DIRECTION 1
According to the regulation on employer group joint accounts, why are separate accounts kept for each employer in an employer group, and for what single purpose may they be combined? Answer in one to three sentences.
DIRECTION 2
Answer these questions from the regulation on employer group joint accounts:
(a) What is the shortest period for which a joint account may be established?
(b) How many months of coverage must an employer have before joining an employer group?
(c) When 50 percent or more of the employers dissolve a group, what minimum reserve must each of them have on the date of dissolution?

EXCERPT TO READ

-=-=-

Regulation XXX of the Commission’s Rules and Regulations provides:

Two or more "employers" as defined in Section 41-27-210, South Carolina Code of Laws, 1976, as amended, in the same or a related trade, occupation, profession, or enterprise, or having a common financial interest, hereinafter referred to as an "Employer Group," may enter into an agreement with the South Carolina Employment Security Commission to establish a joint experience rating account as provided in Section 41-31-20, subject to the provisions of Title 68, Chapter 4, Article 2 – Rates of Contributions; shall be treated as a separate employer account and subject to the following provisions:

  1. A joint account may not be established for a period of less than five (5) years.
  2. The contribution rate for an "employer group" shall be computed by combining the reserve balances and the computation of a combined experience rate of the first day of the first month following the quarter in which the agreement is executed between the "employer group" and the Commission.
  3. No "employer" may become a member of an "employer group" until such employer has satisfied the provision of Section 41-31-40 (24 months of coverage).
  4. Separate accounts shall be maintained for each employer in an "employer group" for identification with such separate accounts being combined only for the purpose of establishing a joint experience rate.
  5. No "employer group" shall have a reduced contribution rate when an execution for unpaid contributions is outstanding against one or more members of the "employer group."
  6. If a member of an "employer group" acquires the business of an employer, the provision of Section 41-31-100 or Section 41-31-110 as applicable, shall apply to the "employer group" (Successor).
  7. The successor who acquires the business of a member of an "employer group" shall continue to be a member of such group until the "employer group" is dissolved.
  8. An "employer group" may be dissolved and the joint account distributed in accord with Section 41-31-120 on the next regular computation date:
    1. by the parent employer, if each member of the "employer group" is owned or controlled by such parent employer;
    2. by 50 percent or more of the employers in the "employer group" each of which has at least a 5 percent reserve on the date of dissolution.

-=-=-

RECORDED INFORMATION
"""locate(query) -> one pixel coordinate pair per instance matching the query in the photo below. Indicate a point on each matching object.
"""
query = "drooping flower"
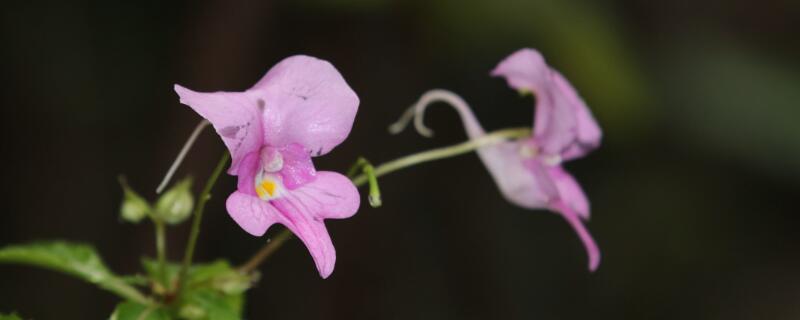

-=-=-

TASK OUTPUT 1
Separate accounts are kept for each employer in the group for identification. They are combined only to establish a joint experience rate.

TASK OUTPUT 2
(a) Five years.
(b) 24 months.
(c) At least a 5 percent reserve.